* AVAILABLE DATA *

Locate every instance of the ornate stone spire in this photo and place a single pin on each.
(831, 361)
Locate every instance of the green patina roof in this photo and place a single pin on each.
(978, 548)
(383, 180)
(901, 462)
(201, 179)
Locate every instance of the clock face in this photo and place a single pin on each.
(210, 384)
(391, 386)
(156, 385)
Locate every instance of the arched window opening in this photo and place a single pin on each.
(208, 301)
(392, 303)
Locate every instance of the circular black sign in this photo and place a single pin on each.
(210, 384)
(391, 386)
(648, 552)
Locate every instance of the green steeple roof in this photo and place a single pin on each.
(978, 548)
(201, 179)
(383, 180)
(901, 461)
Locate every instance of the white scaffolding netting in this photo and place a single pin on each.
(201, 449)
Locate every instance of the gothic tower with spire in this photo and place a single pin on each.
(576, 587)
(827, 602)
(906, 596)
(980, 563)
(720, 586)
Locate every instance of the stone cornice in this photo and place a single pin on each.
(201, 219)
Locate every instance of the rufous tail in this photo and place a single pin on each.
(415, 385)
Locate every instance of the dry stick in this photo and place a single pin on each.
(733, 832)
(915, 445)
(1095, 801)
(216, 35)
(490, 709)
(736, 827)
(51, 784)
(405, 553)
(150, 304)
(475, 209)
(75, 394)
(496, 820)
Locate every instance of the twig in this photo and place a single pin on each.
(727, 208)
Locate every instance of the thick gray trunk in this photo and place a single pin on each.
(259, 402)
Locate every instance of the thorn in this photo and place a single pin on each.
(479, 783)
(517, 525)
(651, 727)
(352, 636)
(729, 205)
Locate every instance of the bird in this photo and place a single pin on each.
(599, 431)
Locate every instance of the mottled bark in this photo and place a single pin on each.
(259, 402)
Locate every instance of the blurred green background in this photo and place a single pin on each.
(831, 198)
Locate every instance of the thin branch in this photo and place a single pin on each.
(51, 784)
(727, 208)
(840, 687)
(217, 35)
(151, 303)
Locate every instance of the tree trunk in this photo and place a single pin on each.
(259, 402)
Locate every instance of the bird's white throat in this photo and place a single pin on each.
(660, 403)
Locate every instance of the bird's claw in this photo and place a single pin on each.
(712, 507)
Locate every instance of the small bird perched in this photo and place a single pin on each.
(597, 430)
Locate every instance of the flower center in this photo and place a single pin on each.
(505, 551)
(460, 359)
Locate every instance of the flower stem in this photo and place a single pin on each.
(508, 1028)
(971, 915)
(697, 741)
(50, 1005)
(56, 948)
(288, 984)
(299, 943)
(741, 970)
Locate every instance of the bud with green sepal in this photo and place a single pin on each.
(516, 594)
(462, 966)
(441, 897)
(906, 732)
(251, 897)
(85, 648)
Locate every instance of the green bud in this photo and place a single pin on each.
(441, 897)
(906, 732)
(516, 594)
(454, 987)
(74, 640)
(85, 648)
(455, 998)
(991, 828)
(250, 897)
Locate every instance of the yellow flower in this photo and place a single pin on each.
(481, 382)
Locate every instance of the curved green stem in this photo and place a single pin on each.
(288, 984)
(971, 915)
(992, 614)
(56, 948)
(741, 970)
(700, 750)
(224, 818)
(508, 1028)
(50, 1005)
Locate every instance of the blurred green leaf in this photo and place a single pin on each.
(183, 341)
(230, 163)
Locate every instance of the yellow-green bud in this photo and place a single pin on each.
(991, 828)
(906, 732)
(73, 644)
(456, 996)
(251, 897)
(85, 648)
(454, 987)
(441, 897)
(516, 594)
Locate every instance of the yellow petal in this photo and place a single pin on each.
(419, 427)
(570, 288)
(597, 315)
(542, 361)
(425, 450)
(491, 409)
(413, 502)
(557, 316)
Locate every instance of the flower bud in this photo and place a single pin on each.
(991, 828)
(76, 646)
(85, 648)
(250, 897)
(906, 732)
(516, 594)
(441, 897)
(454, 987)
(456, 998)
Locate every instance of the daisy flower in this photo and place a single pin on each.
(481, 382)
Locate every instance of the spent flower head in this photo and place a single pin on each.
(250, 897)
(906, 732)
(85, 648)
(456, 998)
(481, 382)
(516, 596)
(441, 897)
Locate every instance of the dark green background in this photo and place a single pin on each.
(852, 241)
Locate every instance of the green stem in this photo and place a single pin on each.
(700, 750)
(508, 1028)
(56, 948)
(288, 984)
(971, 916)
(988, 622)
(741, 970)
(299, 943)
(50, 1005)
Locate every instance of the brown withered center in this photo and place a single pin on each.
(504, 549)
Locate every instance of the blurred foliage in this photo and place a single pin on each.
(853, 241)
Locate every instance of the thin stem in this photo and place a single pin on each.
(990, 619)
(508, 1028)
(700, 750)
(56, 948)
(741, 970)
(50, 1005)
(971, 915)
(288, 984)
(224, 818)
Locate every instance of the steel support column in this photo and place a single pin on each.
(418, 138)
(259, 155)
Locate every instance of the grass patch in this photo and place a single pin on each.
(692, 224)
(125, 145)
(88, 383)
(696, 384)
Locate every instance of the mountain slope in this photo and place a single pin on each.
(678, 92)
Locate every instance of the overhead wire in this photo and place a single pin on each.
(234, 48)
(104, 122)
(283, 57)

* ACTIVITY *
Write out each entry again, leaving every word as it is.

* SOLUTION FOR THIS PROBLEM *
Locate every instance of the ornate stone spire in this photo and place a single pin on each.
(831, 361)
Locate every instance of the green patina roof in this photo and place a single pin on each.
(978, 548)
(383, 180)
(901, 462)
(201, 179)
Locate every instance of the clock face in this photo and place a single pin on each.
(210, 384)
(391, 386)
(156, 385)
Locate every instance of the arched window opening in this photo and place a single pin on each.
(208, 301)
(392, 303)
Locate every instance of the circular black sign in this photo and place a single pin on each.
(210, 384)
(391, 386)
(648, 552)
Locate every instance of the green steeple roof in this photo and place a single pin on each.
(978, 548)
(201, 179)
(383, 180)
(901, 461)
Locate every instance of the white scaffolding netting in this photo and place a single pin on each.
(201, 449)
Locate every instance of the gothic tower with spire in this photo and place a single pin on each.
(576, 587)
(827, 602)
(906, 596)
(980, 563)
(720, 586)
Locate every instance of the stone cornice in this photo and place a single pin on each.
(201, 219)
Locate every instance of the rufous tail in this photo and place a single pin on each.
(415, 385)
Locate every instance of the dry stick in this photo and place a single pin on each.
(733, 832)
(915, 445)
(1095, 801)
(216, 35)
(490, 709)
(736, 827)
(51, 784)
(405, 553)
(150, 304)
(475, 209)
(75, 394)
(496, 820)
Locate every instance of the twig in this photo and place a single pin on each.
(727, 208)
Locate every instance of the thick gray trunk in this photo and place a single pin on each.
(259, 402)
Locate every instance of the thorn in this photo and place a single pin on each.
(479, 783)
(517, 525)
(651, 727)
(352, 636)
(729, 205)
Locate every instance of the bird in this photo and place a single pin on each.
(599, 431)
Locate every instance of the mottled bark in this photo and place a single pin on each.
(259, 402)
Locate every instance of the blurred green background in this photo and place a single pin on each.
(831, 198)
Locate every instance of the thin branch in this photo and place a single pin on each.
(51, 784)
(727, 208)
(840, 687)
(217, 35)
(151, 303)
Locate every instance of the tree trunk in this photo and place a single pin on each.
(259, 402)
Locate every instance of the bird's white throat in this photo and place a single pin on each.
(660, 403)
Locate every instance of the bird's claw in this photo and place a single pin on each.
(712, 507)
Locate every instance of the small bird perched in this photo and place a single pin on each.
(597, 430)
Locate every instance of the flower center in this photo and place a single pin on each.
(505, 551)
(460, 359)
Locate every instance of the flower stem in this photo and place a single pin on each.
(508, 1028)
(971, 915)
(697, 741)
(50, 1005)
(56, 948)
(288, 984)
(299, 943)
(741, 970)
Locate every instance of the bud with green sepal in this photo and place a single pin on each.
(516, 594)
(462, 966)
(441, 897)
(906, 732)
(251, 897)
(85, 648)
Locate every instance of the green bud in this photo and place a single pin on each.
(441, 897)
(906, 732)
(516, 594)
(454, 987)
(74, 640)
(85, 648)
(455, 998)
(991, 828)
(250, 897)
Locate every instance of the yellow flower in this photo and place a single pin on each.
(481, 382)
Locate every instance of the curved green stem in this photo and place a single pin on each.
(288, 984)
(971, 915)
(992, 614)
(56, 948)
(741, 970)
(700, 750)
(224, 818)
(508, 1028)
(50, 1005)
Locate every instance of the blurred green leaf in this photo and place a single pin on each.
(183, 341)
(230, 163)
Locate every instance of the yellow-green bud in this photo and place a single pin on each.
(991, 828)
(906, 732)
(73, 644)
(456, 996)
(251, 897)
(85, 648)
(454, 987)
(441, 897)
(516, 594)
Locate every instance of the yellow petal in this photo and place a single pin on each.
(419, 427)
(570, 288)
(597, 315)
(542, 361)
(425, 450)
(491, 409)
(413, 502)
(557, 316)
Locate every instance of the flower bud in this photo and place a single pin on each.
(991, 828)
(76, 646)
(85, 648)
(250, 897)
(906, 732)
(516, 594)
(441, 897)
(454, 987)
(456, 998)
Locate every instance of the daisy flower in this photo and place a single pin on each.
(481, 382)
Locate every instance of the spent flower head in this photo and place a single pin on each.
(250, 897)
(906, 732)
(85, 648)
(456, 998)
(481, 382)
(516, 596)
(441, 897)
Locate every instance of the dark green background in this photo and place a single pin on each.
(852, 241)
Locate every instance of the green stem in this photo and place a single pin on each.
(700, 750)
(508, 1028)
(56, 948)
(288, 984)
(971, 916)
(988, 622)
(741, 970)
(299, 943)
(50, 1005)
Locate every instance of the brown withered center in this photo and place a single pin on each.
(504, 549)
Locate every instance of the blurred foliage in this photo and place a single pin on each.
(853, 241)
Locate every instance of the thin stem in this photo and place a single pin on each.
(990, 619)
(508, 1028)
(700, 750)
(56, 948)
(741, 970)
(50, 1005)
(971, 915)
(288, 984)
(224, 818)
Locate every instance of the steel support column in this photo and place a single pin on each.
(418, 138)
(259, 155)
Locate every instance of the grass patch in this photo and place a single pin on each.
(692, 224)
(125, 145)
(88, 383)
(696, 384)
Locate every instance of the mountain slope in this photo and place a single pin on each.
(678, 92)
Locate every instance of the overhead wire in this photo and place a single pin on each.
(234, 48)
(104, 122)
(283, 57)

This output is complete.